__Requirement__:
Please repeat every entry exactly as written, but skip the pictures.

Photo-based referring expression data
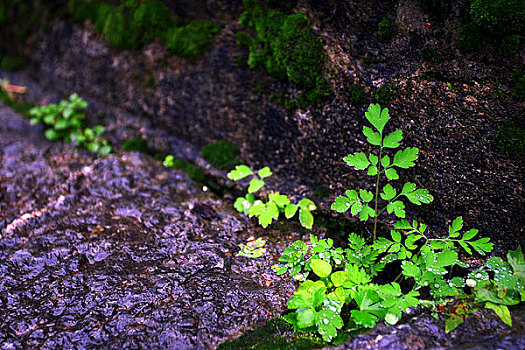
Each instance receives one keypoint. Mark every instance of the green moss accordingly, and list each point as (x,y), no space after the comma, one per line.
(222,154)
(275,335)
(151,19)
(81,10)
(490,22)
(11,63)
(286,47)
(385,93)
(192,40)
(511,137)
(385,29)
(136,144)
(519,88)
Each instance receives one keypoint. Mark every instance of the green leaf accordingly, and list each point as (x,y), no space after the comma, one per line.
(372,170)
(255,185)
(307,204)
(391,174)
(405,158)
(264,172)
(270,213)
(358,160)
(419,196)
(469,234)
(290,210)
(482,245)
(240,172)
(321,268)
(366,196)
(385,161)
(402,225)
(366,212)
(280,199)
(342,204)
(396,236)
(306,219)
(306,318)
(411,270)
(457,224)
(377,117)
(372,137)
(501,310)
(446,258)
(453,321)
(339,277)
(388,192)
(393,139)
(364,318)
(397,207)
(517,261)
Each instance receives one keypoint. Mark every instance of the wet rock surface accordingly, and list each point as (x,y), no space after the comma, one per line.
(119,253)
(451,108)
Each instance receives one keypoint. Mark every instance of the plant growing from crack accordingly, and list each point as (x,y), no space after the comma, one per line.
(269,205)
(66,122)
(344,281)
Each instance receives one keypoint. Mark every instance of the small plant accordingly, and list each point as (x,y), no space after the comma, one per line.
(66,122)
(343,282)
(194,172)
(269,206)
(254,248)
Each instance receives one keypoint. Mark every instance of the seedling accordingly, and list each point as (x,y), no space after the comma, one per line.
(335,279)
(268,206)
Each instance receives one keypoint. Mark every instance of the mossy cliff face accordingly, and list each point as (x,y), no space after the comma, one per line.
(451,108)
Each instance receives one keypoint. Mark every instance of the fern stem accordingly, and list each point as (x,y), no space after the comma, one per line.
(377,190)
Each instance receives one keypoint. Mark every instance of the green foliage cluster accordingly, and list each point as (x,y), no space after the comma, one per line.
(511,137)
(385,29)
(194,172)
(270,205)
(134,23)
(66,122)
(285,46)
(222,154)
(498,22)
(344,286)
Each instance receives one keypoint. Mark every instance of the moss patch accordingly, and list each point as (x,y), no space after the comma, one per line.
(511,137)
(192,40)
(222,154)
(277,334)
(285,46)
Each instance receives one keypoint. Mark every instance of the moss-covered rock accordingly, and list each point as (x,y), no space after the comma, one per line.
(193,39)
(222,154)
(511,137)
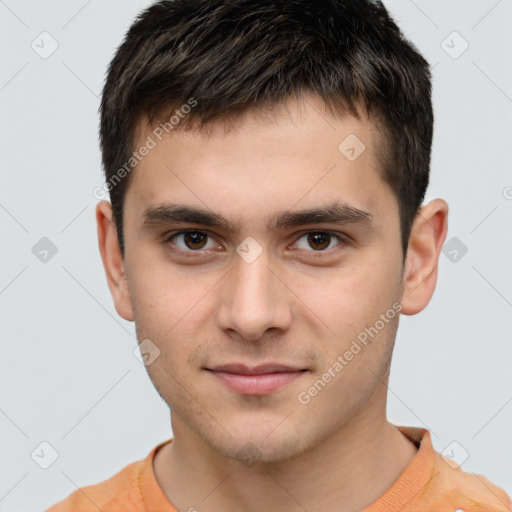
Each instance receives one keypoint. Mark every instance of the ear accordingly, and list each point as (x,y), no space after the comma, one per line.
(113,260)
(427,237)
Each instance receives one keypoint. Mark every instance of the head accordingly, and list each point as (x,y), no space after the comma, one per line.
(291,140)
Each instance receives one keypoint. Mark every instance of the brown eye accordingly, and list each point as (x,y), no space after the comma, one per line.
(319,241)
(191,241)
(195,239)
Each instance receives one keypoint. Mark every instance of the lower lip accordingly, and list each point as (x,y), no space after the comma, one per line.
(256,384)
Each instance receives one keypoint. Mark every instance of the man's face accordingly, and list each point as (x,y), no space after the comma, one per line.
(297,295)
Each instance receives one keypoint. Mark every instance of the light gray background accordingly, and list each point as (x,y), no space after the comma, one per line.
(68,374)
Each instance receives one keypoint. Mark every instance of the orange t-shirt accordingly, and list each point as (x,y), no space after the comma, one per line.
(428,484)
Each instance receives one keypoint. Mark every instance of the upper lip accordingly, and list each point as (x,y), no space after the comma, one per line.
(242,369)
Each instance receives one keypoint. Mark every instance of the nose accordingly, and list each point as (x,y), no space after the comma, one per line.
(254,299)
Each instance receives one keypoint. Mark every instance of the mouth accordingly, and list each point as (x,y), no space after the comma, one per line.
(258,380)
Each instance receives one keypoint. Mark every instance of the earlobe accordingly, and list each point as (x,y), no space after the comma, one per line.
(113,260)
(425,243)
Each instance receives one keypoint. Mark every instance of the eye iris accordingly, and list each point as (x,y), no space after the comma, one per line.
(194,239)
(317,238)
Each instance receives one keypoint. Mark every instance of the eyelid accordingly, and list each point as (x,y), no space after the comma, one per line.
(342,239)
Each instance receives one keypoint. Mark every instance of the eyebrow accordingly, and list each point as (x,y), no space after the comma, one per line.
(332,213)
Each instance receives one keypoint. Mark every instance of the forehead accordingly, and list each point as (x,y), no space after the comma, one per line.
(296,153)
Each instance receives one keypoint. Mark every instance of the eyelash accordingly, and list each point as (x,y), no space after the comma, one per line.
(342,239)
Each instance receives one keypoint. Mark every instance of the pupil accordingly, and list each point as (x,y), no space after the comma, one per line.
(316,238)
(193,239)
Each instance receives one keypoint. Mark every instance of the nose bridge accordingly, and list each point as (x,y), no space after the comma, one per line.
(253,300)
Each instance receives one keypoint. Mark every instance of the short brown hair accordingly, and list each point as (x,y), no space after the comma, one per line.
(233,56)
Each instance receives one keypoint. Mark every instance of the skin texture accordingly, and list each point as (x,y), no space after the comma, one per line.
(338,452)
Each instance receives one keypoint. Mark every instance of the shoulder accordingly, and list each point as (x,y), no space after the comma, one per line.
(118,493)
(471,491)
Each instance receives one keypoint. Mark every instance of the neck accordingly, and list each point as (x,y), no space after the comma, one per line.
(347,472)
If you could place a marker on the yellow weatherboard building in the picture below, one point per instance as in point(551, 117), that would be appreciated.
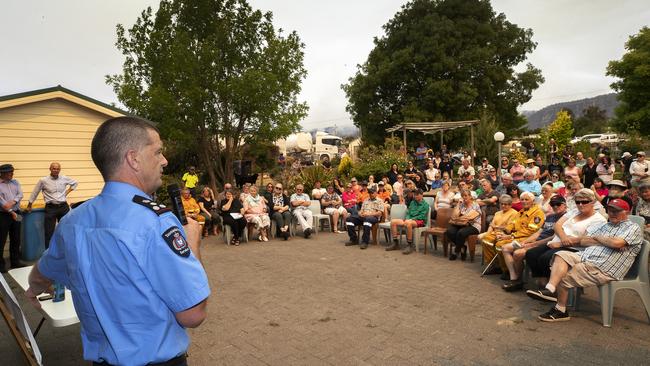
point(53, 124)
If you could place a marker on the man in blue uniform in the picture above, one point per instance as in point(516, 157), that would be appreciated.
point(133, 270)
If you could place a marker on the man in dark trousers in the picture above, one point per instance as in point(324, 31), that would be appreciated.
point(55, 188)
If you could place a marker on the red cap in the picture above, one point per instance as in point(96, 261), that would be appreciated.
point(619, 204)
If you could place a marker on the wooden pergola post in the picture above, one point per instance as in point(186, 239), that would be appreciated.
point(404, 134)
point(471, 137)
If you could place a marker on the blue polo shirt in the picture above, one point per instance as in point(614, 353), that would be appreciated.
point(533, 187)
point(129, 270)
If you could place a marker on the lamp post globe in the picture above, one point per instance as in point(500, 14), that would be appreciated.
point(498, 137)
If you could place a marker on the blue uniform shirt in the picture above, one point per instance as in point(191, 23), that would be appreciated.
point(126, 280)
point(533, 187)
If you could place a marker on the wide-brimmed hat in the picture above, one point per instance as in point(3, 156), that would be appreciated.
point(617, 182)
point(6, 168)
point(618, 204)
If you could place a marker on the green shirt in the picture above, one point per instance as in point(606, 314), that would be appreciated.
point(417, 210)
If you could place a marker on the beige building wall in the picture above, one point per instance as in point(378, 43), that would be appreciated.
point(35, 134)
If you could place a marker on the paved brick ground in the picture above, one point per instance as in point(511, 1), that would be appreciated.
point(316, 302)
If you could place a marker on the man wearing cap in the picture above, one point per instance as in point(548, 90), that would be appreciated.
point(533, 249)
point(10, 196)
point(529, 184)
point(609, 252)
point(643, 205)
point(300, 203)
point(55, 188)
point(416, 216)
point(485, 166)
point(466, 168)
point(617, 189)
point(529, 219)
point(517, 171)
point(370, 213)
point(530, 166)
point(640, 170)
point(190, 179)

__Reply to the task__:
Each instance receives one keypoint. Mark every instance of the green moss accordingly, and list each point as (x,y), no space after the comma, one per line.
(222,154)
(275,335)
(151,19)
(81,10)
(490,22)
(11,63)
(286,47)
(385,93)
(192,40)
(511,137)
(385,29)
(136,144)
(519,88)
Each instance receives one keypoint. Mark every instance of the green leaf accordingly, and list each point as (x,y), no space after the comma, one per line.
(372,170)
(255,185)
(307,204)
(391,174)
(405,158)
(264,172)
(270,213)
(358,160)
(419,196)
(469,234)
(290,210)
(482,245)
(240,172)
(321,268)
(366,196)
(385,161)
(402,225)
(366,212)
(280,199)
(342,204)
(396,236)
(306,219)
(306,318)
(411,270)
(457,224)
(377,117)
(372,137)
(501,310)
(446,258)
(453,321)
(339,277)
(388,192)
(393,139)
(364,318)
(397,207)
(517,261)
Each instance receives one keypoint. Mark every instance of the wet rock surface accordingly, and list each point as (x,y), no space after the comma, one per line.
(119,253)
(451,108)
Each instance receives one keypoint. Mark every instance of the plant growing from crack accordingly, and list each point as (x,y), no space after the comma, one per line.
(269,205)
(66,122)
(344,281)
Each instance receives one keypoint. Mark every instance of the small plant accordingly, and list each point as (x,y), no space after the comma, one per line.
(66,122)
(343,282)
(194,172)
(269,206)
(254,248)
Each instance receives one keypoint. Mark every instance of the seedling accordingly, and list each point as (x,y), no space after the comma, one per line.
(335,279)
(268,206)
Each instance receives one keypoint. Mark every instance of the mossy cliff face accordingly, and list each point as (x,y), no space after the comma, one per line.
(451,108)
Each instance receives one keypoint. Mark every instance of the fern stem accordingly, and list each point as (x,y), no space after the comma, one per line.
(377,190)
Each instance receives one keypoint. Mark every instance of the green foliage cluster accordingly, and list each point as (x,y), no space after the comma, one per line.
(511,137)
(385,29)
(194,172)
(270,205)
(134,23)
(66,122)
(285,46)
(222,154)
(498,22)
(344,286)
Each instance receives one keypoint. Mark every instance of the moss patch accordingly, and list each point as (x,y), no space after the comma, one per line.
(511,137)
(192,40)
(222,154)
(277,334)
(285,46)
Each instance receives one keypoint. Mark every instance of the moss-covered rock accordingly, and list each point as (x,y), no space after the comma, one per line.
(193,39)
(222,154)
(511,137)
Each instance receives one keypoint. Mark every instance of the ear accordingly, and list each point as (x,y), no space after the comma, one per line.
(113,260)
(427,237)
Each instance receives one keypoint. Mark every instance of the head accordingly, and list each point as (x,y), no space after the comma, one per line.
(291,140)
Each instance receives one keypoint. Mark every instance of the brown eye accordingly, and list each point as (x,y), no space after the comma, one per line.
(319,241)
(191,241)
(195,239)
Each instance receives one keypoint. Mark every instance of the lower lip accordingly, and list each point as (x,y), no space after the comma, one per line.
(256,384)
Each instance receives one keypoint. Mark every instance of the man's face accordingly, and list each point as (x,y), no space after the comma, one per line.
(297,295)
Each instance receives one keypoint. Mark every instance of the light gray background accordingly, and list each point as (x,y), no space after the comma, one per line.
(68,374)
Each instance receives one keypoint. Mark every instance of the orange t-shirt accordingly, and list each point as (x,y), no space after the comma, one per line.
(428,484)
Each instance receives one keypoint. Mark every instance of the upper lip accordingly, and list each point as (x,y), no space after the comma, one per line.
(242,369)
Each instance receives one keypoint. Mark every instance of the nose accordingly, and list each point as (x,y), no space after the comma, one per line.
(254,299)
Each instance receives one keypoint. Mark every instance of the mouth accordingly, and list each point as (x,y), no space after the comma, one per line.
(258,380)
Each instance receives one keypoint. Mark every instance of the earlobe accordingly, and list each point as (x,y), no space after the comma, one per line.
(113,260)
(425,243)
Each instance receives one keypoint. Mark every instance of the eye iris accordingly, and list each point as (x,y), no space after the comma, one per line.
(194,239)
(317,238)
Each instance receives one keypoint. Mark every instance of the eyelid accordingly, and list each point as (x,y), no space after the comma, one per line.
(342,239)
Each instance receives one keypoint. Mark every instance of the eyebrow accordingly, and list each point as (x,y), no space after the comma, one per line.
(332,213)
Each instance receives one keypoint. Mark every instance of the forehead accordingly, and list each point as (x,y), no space after the comma, one per line.
(296,153)
Each instance receives one keypoint. Mark every instance of the eyelash accordingly, and list each point as (x,y), no space after the comma, one per line.
(342,239)
Each instance receives one keypoint. Mark every instance of the pupil accordingly, and list each point as (x,y), no space after the comma, one per line.
(316,238)
(193,239)
Each instance receives one keypoint. Mark every instance of the nose bridge accordingly, and list each point as (x,y), no space after the comma, one per line.
(253,300)
Each instance receives one keypoint. Mark every instance of the short brown hair accordingly, and list each point as (x,y), no space after the comma, one per line.
(233,56)
Each instance receives one keypoint. Mark every instance of the skin texture accordingly, and list each point as (x,y), no space after the comma, one per line.
(338,452)
Each instance receives one keypoint. Mark every instance of the shoulder accordingly, and list each point as (x,y), no space after the comma, one per line.
(118,493)
(471,491)
Each instance receives one keypoint. Mark every instance of the neck accordingly, and list each point as (x,y), no space after the comma, one per line.
(347,472)
If you could place a marker on the yellow weatherboard building in the picture below, one point per instance as in point(551, 117), that would be appreciated.
point(53, 124)
If you could place a marker on the man in blue uniform in the picture above, one point per instance as in point(516, 157), that would be appreciated.
point(133, 270)
If you could place a marker on the man in dark trousers in the picture above, one point per instance as in point(324, 31), that would be appreciated.
point(55, 188)
If you could place a marker on the red cap in the picture above, one point per instance as in point(96, 261), that would be appreciated.
point(619, 204)
If you could place a marker on the wooden pergola post in the picture above, one point per instance as in point(186, 239), that would be appreciated.
point(404, 134)
point(471, 137)
If you could place a marker on the blue polo shirt in the picture above, one point per instance as in point(614, 353), that would be appreciated.
point(533, 187)
point(129, 270)
If you could place a marker on the lamp post globe in the picture above, one point per instance as in point(500, 14), that would be appreciated.
point(498, 137)
If you could place a marker on the blue uniform shirt in the picture above, one point per instance as in point(191, 23), that would be appreciated.
point(126, 280)
point(533, 187)
If you could place a marker on the wide-brimmed hat in the picture above, one point per instance as in point(3, 156), that would be appreciated.
point(617, 182)
point(6, 168)
point(618, 204)
If you could place a marker on the green shirt in the picture above, one point per instance as in point(606, 314), that would be appreciated.
point(417, 210)
If you could place a marker on the beige building wall in the picture above, one point per instance as in point(378, 43), that would be appreciated.
point(35, 134)
If you could place a marker on the paved brick ground in the picture above, one point per instance as in point(511, 1), that would be appreciated.
point(316, 302)
If you could place a marker on the man wearing cap in the picture above, one point per instance as in point(548, 90), that would be appreciated.
point(533, 249)
point(10, 196)
point(529, 184)
point(609, 252)
point(643, 205)
point(300, 203)
point(55, 188)
point(416, 216)
point(485, 166)
point(466, 168)
point(617, 189)
point(529, 219)
point(517, 171)
point(370, 213)
point(530, 166)
point(640, 170)
point(190, 179)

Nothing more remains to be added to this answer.